Data records
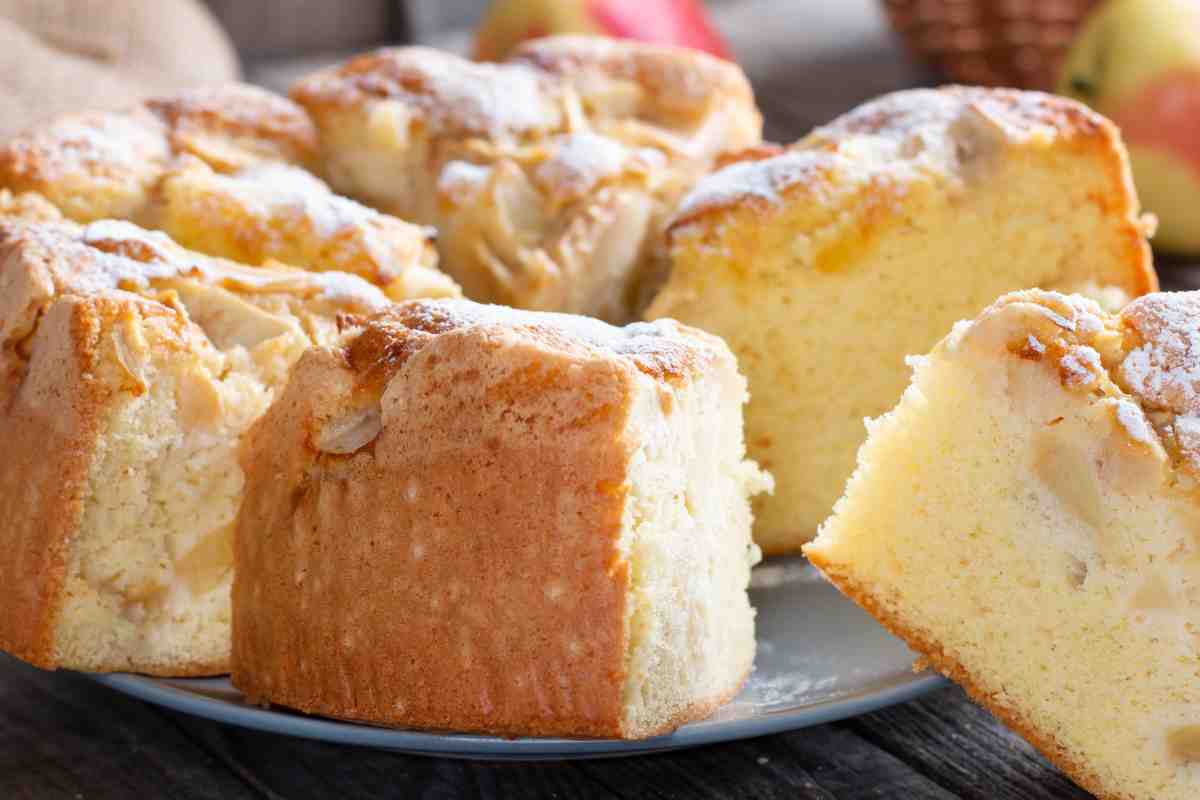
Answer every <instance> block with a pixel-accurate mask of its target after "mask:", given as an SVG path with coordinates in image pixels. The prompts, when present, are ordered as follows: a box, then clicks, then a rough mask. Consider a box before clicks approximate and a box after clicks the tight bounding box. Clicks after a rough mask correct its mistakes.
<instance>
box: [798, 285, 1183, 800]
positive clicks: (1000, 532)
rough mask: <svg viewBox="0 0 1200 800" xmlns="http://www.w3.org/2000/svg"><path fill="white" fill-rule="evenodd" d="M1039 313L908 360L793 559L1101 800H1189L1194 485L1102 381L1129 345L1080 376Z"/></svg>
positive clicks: (1127, 401)
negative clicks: (794, 556) (854, 458)
mask: <svg viewBox="0 0 1200 800" xmlns="http://www.w3.org/2000/svg"><path fill="white" fill-rule="evenodd" d="M1045 311H1046V309H1045V308H1044V307H1040V306H1037V307H1036V306H1032V305H1028V303H1019V305H1015V306H1008V307H1006V308H1003V309H1001V311H1000V312H997V313H991V314H990V315H989V317H985V318H984V321H982V323H977V324H974V325H973V326H971V327H967V326H966V325H962V326H960V327H959V329H958V330H956V332H955V333H954V335H953V336H952V337H950V338H949V339H948V341H947V342H944V343H943V344H942V345H940V347H938V348H937V349H936V350H935V351H934V353H932V354H931V355H930V356H929V357H928V359H920V360H917V361H916V363H914V367H916V369H914V372H916V374H914V378H913V384H912V386H911V387H910V389H908V390H907V391H906V392H905V395H904V399H902V401H901V402H900V405H899V407H898V408H896V409H895V410H894V411H892V413H889V414H887V415H884V416H883V417H881V419H880V420H877V421H875V422H874V423H872V425H871V426H870V428H871V434H870V438H869V440H868V441H866V444H865V445H864V446H863V449H862V451H860V453H859V467H858V471H857V473H856V475H854V477H853V479H852V480H851V482H850V486H848V487H847V491H846V497H845V498H844V499H841V500H840V501H839V504H838V506H836V510H835V513H834V516H833V517H832V518H830V519H829V522H828V523H826V525H824V527H823V528H822V530H821V534H820V536H818V539H817V540H816V541H815V542H812V543H810V545H809V546H808V547H806V548H805V553H806V554H808V555H809V557H810V558H811V559H812V560H814V561H815V563H816V564H817V565H818V566H821V569H822V570H823V571H826V573H827V575H829V576H830V577H832V578H833V579H834V581H835V582H836V583H838V584H839V585H840V587H841V588H842V589H844V590H845V591H846V593H847V594H850V595H851V596H853V597H854V599H856V600H858V601H859V602H860V603H863V604H865V606H866V607H868V608H869V609H870V610H872V612H874V613H875V614H876V615H877V616H878V618H880V619H881V620H883V621H884V624H887V625H888V626H889V627H890V628H892V630H893V631H895V632H898V633H900V634H901V636H904V637H905V638H906V639H907V640H908V642H910V643H912V644H913V645H914V646H916V648H918V649H919V650H922V651H923V652H924V654H925V655H926V656H928V657H929V658H930V661H932V663H934V664H935V666H937V667H938V668H941V669H942V670H944V672H947V673H948V674H949V675H950V676H952V678H954V679H956V680H959V681H960V682H962V684H964V685H965V686H966V687H967V688H968V690H970V691H971V692H972V693H973V694H974V696H976V697H977V698H979V699H982V700H983V702H984V703H986V704H988V705H989V706H990V708H992V710H995V711H997V712H998V714H1000V715H1001V716H1002V717H1004V718H1006V720H1007V721H1008V722H1009V723H1010V724H1013V727H1014V728H1015V729H1018V730H1019V732H1022V733H1024V734H1026V735H1028V736H1030V738H1031V740H1032V741H1034V744H1037V745H1038V746H1039V747H1042V748H1043V750H1044V751H1045V752H1046V753H1048V754H1050V756H1051V757H1052V758H1054V759H1055V760H1056V762H1057V763H1060V765H1063V766H1066V768H1067V769H1069V770H1070V771H1072V772H1073V775H1074V777H1075V778H1076V780H1079V781H1081V782H1082V783H1085V786H1088V787H1090V788H1091V789H1092V790H1094V792H1098V793H1100V794H1103V795H1104V796H1130V798H1156V799H1160V800H1174V799H1180V800H1182V799H1184V798H1194V796H1196V794H1198V793H1200V750H1198V747H1196V741H1198V732H1200V684H1198V682H1196V662H1198V651H1196V648H1198V643H1200V640H1198V638H1196V636H1198V633H1200V627H1198V625H1200V612H1198V609H1200V604H1198V603H1196V600H1198V591H1200V547H1198V542H1196V536H1195V531H1196V530H1198V529H1200V509H1198V506H1196V503H1195V492H1196V486H1195V482H1194V480H1192V479H1189V477H1188V476H1186V475H1184V474H1182V473H1180V471H1177V470H1175V469H1172V465H1171V458H1170V456H1169V455H1168V453H1166V452H1164V450H1163V446H1162V445H1160V444H1159V440H1158V438H1157V437H1156V435H1154V433H1153V431H1152V427H1151V423H1150V421H1147V417H1146V415H1145V414H1144V413H1142V409H1141V407H1140V405H1139V404H1138V402H1136V401H1135V399H1133V398H1132V397H1130V396H1128V395H1126V393H1124V392H1123V391H1121V389H1120V387H1118V386H1117V385H1116V384H1114V383H1112V380H1110V378H1109V377H1108V371H1110V369H1111V368H1112V366H1114V363H1115V361H1116V359H1118V357H1120V348H1121V335H1120V332H1118V331H1117V330H1115V329H1111V327H1110V329H1109V330H1106V331H1104V332H1102V333H1099V336H1098V337H1097V341H1096V342H1094V348H1096V351H1098V353H1099V355H1100V359H1102V360H1103V366H1102V365H1100V363H1094V365H1092V367H1087V366H1084V367H1081V366H1080V362H1079V361H1078V360H1076V361H1075V362H1072V361H1070V360H1069V359H1068V360H1060V359H1057V357H1051V356H1052V355H1055V354H1054V353H1052V351H1044V350H1043V344H1044V343H1046V342H1050V341H1051V339H1052V337H1054V327H1055V325H1054V323H1051V321H1049V318H1048V315H1046V314H1045ZM1051 350H1052V348H1051ZM1057 355H1058V356H1061V355H1062V354H1061V353H1060V354H1057ZM1093 367H1098V369H1094V368H1093ZM1093 373H1094V375H1093V377H1092V378H1090V377H1088V375H1092V374H1093ZM1093 378H1094V379H1093ZM1073 381H1078V384H1076V386H1075V387H1072V383H1073Z"/></svg>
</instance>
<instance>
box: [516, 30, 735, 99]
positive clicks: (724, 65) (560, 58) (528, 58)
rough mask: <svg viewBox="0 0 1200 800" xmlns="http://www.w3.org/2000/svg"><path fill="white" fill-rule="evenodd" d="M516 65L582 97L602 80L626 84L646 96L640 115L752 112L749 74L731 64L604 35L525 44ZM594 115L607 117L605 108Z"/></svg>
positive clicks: (701, 55) (685, 48) (589, 94)
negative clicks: (618, 81)
mask: <svg viewBox="0 0 1200 800" xmlns="http://www.w3.org/2000/svg"><path fill="white" fill-rule="evenodd" d="M511 60H512V61H515V62H517V64H529V65H533V66H535V67H538V68H539V70H541V71H544V72H548V73H552V74H556V76H559V77H562V78H565V79H568V80H570V82H571V83H572V85H574V86H575V88H576V89H577V90H578V91H580V94H581V95H582V96H583V97H584V98H593V97H594V98H595V101H601V100H602V96H600V95H596V94H593V91H590V89H592V88H593V86H595V88H596V89H599V88H600V86H599V85H598V84H599V83H600V82H601V80H604V79H607V80H626V82H631V83H635V84H637V85H638V86H641V88H642V89H643V91H644V92H646V96H644V100H643V101H642V104H641V108H640V109H638V110H640V113H642V114H655V115H662V116H668V118H670V116H678V118H689V116H700V115H702V114H704V113H707V112H708V110H709V109H712V108H714V107H716V106H721V104H725V103H732V104H734V106H746V107H751V108H752V107H754V90H752V89H751V88H750V82H749V80H748V79H746V77H745V73H744V72H742V70H739V68H738V67H737V66H736V65H733V64H731V62H730V61H725V60H722V59H719V58H715V56H713V55H709V54H707V53H700V52H697V50H692V49H689V48H683V47H673V46H670V44H656V43H648V42H635V41H631V40H623V38H610V37H605V36H582V35H571V36H546V37H541V38H535V40H530V41H528V42H524V43H522V44H521V47H520V48H517V50H516V52H515V53H514V55H512V59H511ZM595 110H599V112H601V113H602V112H604V110H605V109H604V108H602V107H600V108H596V109H595Z"/></svg>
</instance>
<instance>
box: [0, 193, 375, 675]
mask: <svg viewBox="0 0 1200 800" xmlns="http://www.w3.org/2000/svg"><path fill="white" fill-rule="evenodd" d="M2 199H4V207H5V210H6V211H7V212H8V215H10V216H7V217H5V218H4V219H0V441H2V443H4V447H5V458H4V459H0V518H2V519H5V525H4V528H2V529H0V547H2V549H4V552H5V558H4V559H0V649H4V650H6V651H8V652H11V654H13V655H16V656H19V657H20V658H24V660H25V661H29V662H31V663H34V664H37V666H40V667H46V668H55V667H65V668H72V669H84V670H95V672H110V670H127V672H140V673H150V674H163V675H202V674H215V673H222V672H228V669H229V649H230V630H229V626H230V609H229V587H230V581H232V578H230V571H232V565H233V545H232V536H233V522H234V517H235V513H236V511H238V506H239V504H240V500H241V491H242V473H241V469H240V467H239V464H238V461H236V449H238V443H239V439H240V437H241V434H242V432H244V431H245V429H246V428H247V427H248V426H250V423H251V422H253V421H254V420H256V419H257V417H258V416H259V415H260V414H262V413H263V410H264V409H265V408H266V407H268V404H269V403H270V401H271V398H272V397H274V395H275V391H276V389H277V387H278V386H281V385H282V384H283V381H284V380H286V378H287V375H288V372H289V368H290V366H292V363H293V362H294V361H295V360H296V359H298V357H299V356H300V354H301V353H302V351H304V350H305V349H307V348H308V347H310V345H312V344H319V343H326V342H331V341H334V339H335V338H336V337H337V336H338V329H337V319H338V315H340V314H365V313H370V312H372V311H376V309H378V308H382V307H383V306H385V305H386V302H388V301H386V297H385V296H384V295H383V294H382V293H380V291H379V290H378V289H376V288H374V287H372V285H370V284H367V283H366V282H364V281H361V279H359V278H356V277H354V276H349V275H342V273H336V272H324V273H310V272H305V271H301V270H294V269H283V267H277V269H269V267H250V266H242V265H236V264H233V263H229V261H223V260H218V259H212V258H206V257H203V255H199V254H197V253H192V252H188V251H186V249H184V248H181V247H180V246H178V245H176V243H174V242H172V241H170V240H169V239H168V237H167V236H166V235H163V234H161V233H151V231H146V230H143V229H140V228H138V227H136V225H133V224H132V223H128V222H121V221H101V222H95V223H90V224H88V225H80V224H77V223H73V222H68V221H64V219H61V218H59V219H55V217H56V216H58V211H56V210H55V209H54V207H53V205H50V204H49V203H48V201H46V200H44V199H42V198H40V196H37V194H30V193H25V194H22V196H16V197H14V196H12V194H11V193H5V194H4V198H2Z"/></svg>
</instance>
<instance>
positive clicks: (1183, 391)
mask: <svg viewBox="0 0 1200 800" xmlns="http://www.w3.org/2000/svg"><path fill="white" fill-rule="evenodd" d="M1121 317H1122V319H1123V320H1124V323H1126V324H1127V325H1129V326H1132V327H1133V329H1134V330H1135V331H1138V332H1139V333H1140V335H1141V336H1142V338H1144V339H1145V341H1144V343H1142V344H1141V345H1140V347H1136V348H1134V349H1133V350H1132V351H1130V353H1129V354H1128V355H1127V356H1126V357H1124V360H1123V361H1122V362H1121V368H1120V375H1121V379H1122V380H1123V381H1124V383H1126V384H1127V385H1128V387H1129V390H1130V391H1133V392H1135V393H1138V395H1139V396H1140V397H1141V398H1142V399H1144V401H1145V402H1146V403H1147V404H1150V405H1153V407H1156V408H1158V409H1163V410H1170V411H1174V413H1175V414H1178V415H1183V416H1200V293H1198V291H1187V293H1171V294H1153V295H1146V296H1145V297H1140V299H1138V300H1135V301H1133V302H1132V303H1129V306H1127V307H1126V308H1124V311H1122V312H1121Z"/></svg>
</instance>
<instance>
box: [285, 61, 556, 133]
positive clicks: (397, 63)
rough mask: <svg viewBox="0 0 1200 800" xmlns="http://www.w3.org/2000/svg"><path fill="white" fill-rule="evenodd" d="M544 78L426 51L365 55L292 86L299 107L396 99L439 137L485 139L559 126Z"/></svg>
mask: <svg viewBox="0 0 1200 800" xmlns="http://www.w3.org/2000/svg"><path fill="white" fill-rule="evenodd" d="M548 88H550V86H548V84H547V82H546V79H545V76H544V74H542V73H540V72H539V71H538V70H534V68H533V67H529V66H527V65H523V64H479V62H475V61H468V60H466V59H461V58H458V56H456V55H452V54H450V53H444V52H442V50H437V49H433V48H427V47H404V48H391V49H384V50H379V52H377V53H370V54H366V55H362V56H359V58H358V59H352V60H350V61H348V62H347V64H344V65H342V66H341V67H337V68H334V70H330V71H326V72H322V73H318V74H316V76H313V77H311V78H308V79H306V80H304V82H302V83H300V84H299V85H298V86H296V90H295V95H296V96H298V97H300V100H301V102H306V101H313V100H326V101H334V102H353V101H356V100H359V98H360V97H362V96H366V97H368V98H377V100H398V101H402V102H404V103H407V104H409V106H412V107H414V108H418V109H420V112H421V113H422V114H424V115H425V119H426V122H427V124H428V125H431V126H432V127H433V128H436V130H439V131H443V132H461V133H469V134H485V136H488V137H492V138H500V137H503V136H504V134H505V133H523V132H527V131H534V130H547V128H552V127H554V126H557V125H558V124H559V122H560V121H562V114H560V112H559V109H558V107H557V106H556V103H554V102H553V100H554V98H553V96H552V95H553V92H552V91H548V90H547V89H548Z"/></svg>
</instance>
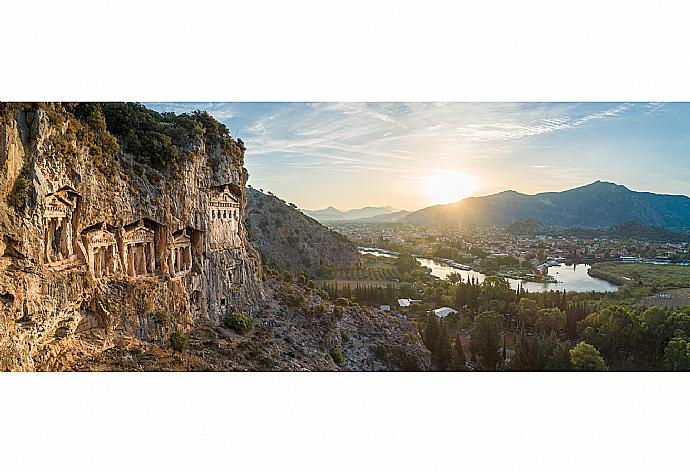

# Work request:
Return only the lines running from the start of the entries above to the line that contains "positive clicks: (1127, 401)", inclusive, and omit every picture.

# Answer to this exercise:
Answer every <instance> block with a pixel-accurate mask of its target after "mask:", given as an SVG path with coordinates in image pixels. The prompts, when present, are ordered as follows: a box, then clicks, then a rough mask. Consider a box before clicks approximate and a box after clicks the tight bounding box. Clicks after a rough mask correct its mistakes.
<instance>
box: [798, 285, 1183, 800]
positive clicks: (1000, 532)
rough mask: <svg viewBox="0 0 1200 800" xmlns="http://www.w3.org/2000/svg"><path fill="white" fill-rule="evenodd" d="M1039 313L908 360L793 559L1101 800H1189L1194 485L1102 381L1129 345L1080 376Z"/></svg>
positive clicks: (1127, 401)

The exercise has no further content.